Exercise:
Change "separate line" to "new line" everywhere in the listing below, and reproduce all other text without alteration.

Records for the exercise:
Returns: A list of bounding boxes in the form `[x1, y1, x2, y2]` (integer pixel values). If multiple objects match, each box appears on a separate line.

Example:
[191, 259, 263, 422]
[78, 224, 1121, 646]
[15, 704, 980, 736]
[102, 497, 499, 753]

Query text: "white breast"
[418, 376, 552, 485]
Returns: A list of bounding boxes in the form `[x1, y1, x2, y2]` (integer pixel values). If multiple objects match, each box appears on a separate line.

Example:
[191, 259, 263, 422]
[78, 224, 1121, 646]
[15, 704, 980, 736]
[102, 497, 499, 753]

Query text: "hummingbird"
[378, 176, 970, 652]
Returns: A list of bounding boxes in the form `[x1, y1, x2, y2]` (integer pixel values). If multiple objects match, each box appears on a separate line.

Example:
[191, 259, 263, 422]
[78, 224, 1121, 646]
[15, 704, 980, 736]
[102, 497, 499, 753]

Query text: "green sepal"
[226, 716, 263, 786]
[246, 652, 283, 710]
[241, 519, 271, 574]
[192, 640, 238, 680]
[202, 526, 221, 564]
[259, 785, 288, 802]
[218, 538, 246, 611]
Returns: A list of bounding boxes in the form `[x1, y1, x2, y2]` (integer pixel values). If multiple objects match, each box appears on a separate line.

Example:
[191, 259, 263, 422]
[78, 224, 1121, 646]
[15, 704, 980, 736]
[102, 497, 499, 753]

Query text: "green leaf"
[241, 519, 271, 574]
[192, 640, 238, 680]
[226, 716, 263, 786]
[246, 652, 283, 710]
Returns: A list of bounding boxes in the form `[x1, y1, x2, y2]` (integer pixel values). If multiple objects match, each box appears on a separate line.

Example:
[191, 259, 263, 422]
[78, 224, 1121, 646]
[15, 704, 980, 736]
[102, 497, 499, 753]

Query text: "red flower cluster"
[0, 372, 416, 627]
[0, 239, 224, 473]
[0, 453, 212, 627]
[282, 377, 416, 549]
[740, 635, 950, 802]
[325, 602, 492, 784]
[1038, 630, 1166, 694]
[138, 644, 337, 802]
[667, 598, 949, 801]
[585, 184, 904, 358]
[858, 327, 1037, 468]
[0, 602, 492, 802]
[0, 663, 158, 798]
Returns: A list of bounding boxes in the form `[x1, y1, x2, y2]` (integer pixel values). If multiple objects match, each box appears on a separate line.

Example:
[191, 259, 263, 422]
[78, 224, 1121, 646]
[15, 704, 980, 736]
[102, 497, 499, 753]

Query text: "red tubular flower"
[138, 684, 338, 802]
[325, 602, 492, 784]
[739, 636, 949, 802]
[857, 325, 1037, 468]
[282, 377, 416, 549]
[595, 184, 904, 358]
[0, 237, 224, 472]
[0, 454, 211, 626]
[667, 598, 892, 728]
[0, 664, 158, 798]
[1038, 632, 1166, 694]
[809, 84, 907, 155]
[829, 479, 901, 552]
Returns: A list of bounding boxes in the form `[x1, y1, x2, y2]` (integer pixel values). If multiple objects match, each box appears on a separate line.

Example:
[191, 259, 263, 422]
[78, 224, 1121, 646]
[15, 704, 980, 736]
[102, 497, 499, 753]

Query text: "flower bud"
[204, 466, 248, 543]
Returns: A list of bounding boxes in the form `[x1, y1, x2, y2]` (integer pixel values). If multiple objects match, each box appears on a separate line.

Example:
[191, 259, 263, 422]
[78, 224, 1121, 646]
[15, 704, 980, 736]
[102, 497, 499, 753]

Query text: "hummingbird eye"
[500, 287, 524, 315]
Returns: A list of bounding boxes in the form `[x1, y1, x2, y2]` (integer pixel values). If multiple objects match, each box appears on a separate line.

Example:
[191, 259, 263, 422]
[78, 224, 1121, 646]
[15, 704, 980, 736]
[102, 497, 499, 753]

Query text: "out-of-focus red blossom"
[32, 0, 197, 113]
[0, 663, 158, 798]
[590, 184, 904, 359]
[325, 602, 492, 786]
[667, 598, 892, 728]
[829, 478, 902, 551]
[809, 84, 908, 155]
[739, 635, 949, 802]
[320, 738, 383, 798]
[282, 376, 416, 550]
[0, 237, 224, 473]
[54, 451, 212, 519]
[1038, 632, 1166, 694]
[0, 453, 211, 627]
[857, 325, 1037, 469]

Answer to the task:
Returns: A list of bounding boxes in the form `[x1, y1, x2, y2]` (integer pixel values). If multiple objects match, each box appears on a new line.

Example:
[191, 259, 263, 422]
[78, 224, 1121, 646]
[15, 704, 980, 736]
[102, 497, 499, 753]

Query text: "white breast"
[418, 376, 552, 485]
Returns: A list of bounding boxes in the form `[x1, y1, x2, y2]` (integer pixel values). If multiple objects match, each box appears on a new line.

Example:
[191, 259, 263, 422]
[78, 224, 1121, 646]
[15, 704, 980, 736]
[102, 497, 499, 753]

Query text: "hummingbird"
[378, 176, 970, 652]
Returns: A list of bounding boxes in the form `[x1, y1, x2, y2]` (integer pixel values). If multiple objects match, each box appears on a new line.

Example:
[191, 259, 263, 422]
[78, 224, 1121, 646]
[15, 704, 980, 736]
[102, 497, 499, 753]

Query text: "green sepal"
[226, 716, 263, 786]
[246, 652, 283, 710]
[241, 519, 271, 574]
[192, 640, 238, 680]
[202, 526, 221, 564]
[259, 785, 288, 802]
[218, 538, 246, 611]
Returns: A list of bounding boxes in the form `[x1, y1, x2, y2]` (integer pixel values). If multiple objects match, each box appears on a new line.

Example:
[191, 259, 263, 422]
[78, 224, 1121, 646]
[15, 704, 980, 736]
[102, 497, 499, 753]

Query text: "green leaf"
[241, 519, 271, 574]
[192, 640, 238, 680]
[226, 716, 263, 786]
[246, 652, 283, 710]
Returns: A list of bounding boxes in the form `[x1, y1, x2, y2]` (integer pixel values). If multiple objects match, each box appears on a new line.

Example:
[191, 259, 263, 422]
[78, 224, 1121, 646]
[15, 704, 980, 736]
[102, 497, 499, 753]

Query text: "red flower cluster"
[0, 372, 416, 627]
[0, 239, 224, 473]
[0, 453, 212, 627]
[282, 377, 416, 549]
[740, 635, 950, 802]
[325, 602, 492, 784]
[1038, 630, 1166, 694]
[138, 644, 337, 802]
[667, 598, 949, 801]
[585, 184, 904, 358]
[858, 327, 1037, 468]
[0, 602, 492, 802]
[0, 663, 158, 798]
Returns: A list of bounding boxes in the form `[x1, y1, x2, y2]` (integer pixel values). If multiple objects match, each box appears on a new line.

Example:
[191, 259, 263, 422]
[78, 224, 1121, 646]
[15, 704, 980, 736]
[102, 497, 499, 753]

Query text: "red tubular flower"
[138, 684, 338, 802]
[325, 602, 492, 784]
[739, 636, 949, 802]
[857, 325, 1037, 468]
[282, 377, 416, 549]
[595, 184, 904, 358]
[0, 237, 224, 472]
[0, 454, 211, 626]
[667, 598, 892, 728]
[0, 664, 158, 798]
[1038, 632, 1166, 694]
[809, 84, 907, 155]
[829, 479, 901, 552]
Returns: A list of bounding boxes in the form `[x1, y1, x2, y2]` (integer pixel values). If multiple objects match, each box appears on a new line.

Example:
[191, 259, 263, 422]
[78, 224, 1121, 646]
[15, 704, 980, 736]
[102, 497, 499, 753]

Query text: "flower bud"
[204, 466, 248, 543]
Returns: A list of bounding boxes in the form `[x1, y1, x2, y2]` (integer pixel values). If multiple objects match, each box appears on a new line.

Example:
[191, 259, 263, 422]
[78, 224, 1121, 646]
[15, 704, 980, 736]
[102, 497, 499, 753]

Query text: "hummingbird eye"
[500, 287, 524, 315]
Returns: A list of bounding boxes in the form `[x1, y1, x2, y2]` (integer pixel values). If multiple objects match, each box appears on a new line.

Example:
[191, 259, 263, 422]
[78, 224, 1121, 646]
[15, 704, 980, 736]
[102, 497, 499, 753]

Query text: "out-of-focus red blossom"
[32, 0, 197, 113]
[0, 663, 158, 798]
[590, 184, 904, 359]
[325, 602, 492, 786]
[667, 598, 892, 728]
[829, 478, 902, 551]
[809, 84, 908, 155]
[739, 635, 949, 802]
[320, 738, 383, 798]
[282, 376, 416, 550]
[0, 237, 224, 473]
[54, 451, 212, 519]
[1038, 632, 1166, 694]
[0, 453, 211, 627]
[857, 325, 1037, 469]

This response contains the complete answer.